START Source text

# My first steam engine



## zturgut (Dec 23, 2009)

This is the video of the first steam engine I have built starting from scratch, almost 18 years ago..I remember it wasn't easy putting the copper cylinders back into shape after welding. In time I have made a few modifications like piston rings for both power pistons and valves. For me it is still fun running it making lot of noise.

Zeki

[ame]http://www.metacafe.com/watch/3923709/horizontal_2_cylinder_model_steam_engine_zeki_turgut/[/ame]


----------



## Deanofid (Dec 23, 2009)

I'm likin' it!

Dean


----------



## cobra428 (Dec 23, 2009)

zturgut,
Wonderful, what took 18 years ??? To get here ???

Tony


----------



## Powder keg (Dec 23, 2009)

Nice looking engine. If that were mine I'd put bigger flywheels on it? That's just me though) Thanks for sharing


----------



## mlauderbaugh (Dec 26, 2009)

are there available plans for this? i think i would like to try something like that for my "engine #4"

pretty darn neet, the noise is more than half of the neetness.

mike


----------



## zturgut (Dec 26, 2009)

Thanks for your interest and kind comments.
As I have mentioned this is a machine I have built 18 years ago. Although I have not been totally apart from model engines all this time I think I have been a little clumsy about using internet. Anyway late is better than never and I'm glad to be here..

Mike, I surely didn't keep the plans of the copper thing but I guess I would sketch it again for you in an hour if it is worthed. I think your #1 and #2 were very nice single acting ones. And the third may be the beam that you wrote about. So I am not offering you a beam one. If you are interested in doble acting symmetrical 2cyl. ones with cylinderical valves like the copper thing, I can offer you some of my own later designs if you are familiar with AutoCAD dwg files you see below.
Best regards,
Zeki


----------

END Source text
START Dataset entries

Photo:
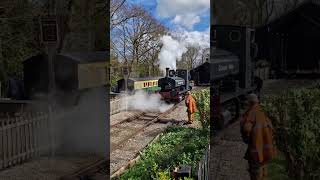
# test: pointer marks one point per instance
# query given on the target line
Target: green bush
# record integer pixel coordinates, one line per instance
(295, 116)
(203, 104)
(177, 146)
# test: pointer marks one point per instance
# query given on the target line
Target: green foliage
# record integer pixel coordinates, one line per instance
(295, 116)
(177, 146)
(277, 169)
(203, 104)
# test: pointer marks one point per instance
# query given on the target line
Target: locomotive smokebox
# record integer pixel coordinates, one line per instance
(167, 72)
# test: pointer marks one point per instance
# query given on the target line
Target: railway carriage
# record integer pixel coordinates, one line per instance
(231, 71)
(149, 85)
(74, 73)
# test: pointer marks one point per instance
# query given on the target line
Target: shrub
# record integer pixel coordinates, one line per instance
(295, 116)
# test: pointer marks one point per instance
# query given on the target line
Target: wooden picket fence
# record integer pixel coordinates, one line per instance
(115, 106)
(23, 138)
(203, 167)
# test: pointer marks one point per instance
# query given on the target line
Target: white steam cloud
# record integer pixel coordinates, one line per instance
(143, 101)
(185, 13)
(171, 51)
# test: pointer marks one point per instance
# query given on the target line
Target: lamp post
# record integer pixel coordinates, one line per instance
(125, 72)
(49, 37)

END Dataset entries

### Short exercise
Do these statements agree with the steam engine thread? Answer yes or no for each, and quote the words that decide it.
1. Zeki built the engine almost 18 years before posting the video.
2. Zeki still has the original plans for the copper engine.
3. Zeki later added piston rings to both the power pistons and the valves.
Base your answers on the steam engine thread alone.

### The completed task
1. Yes: "the first steam engine I have built starting from scratch, almost 18 years ago"
2. No: "I surely didn't keep the plans of the copper thing"
3. Yes: "piston rings for both power pistons and valves"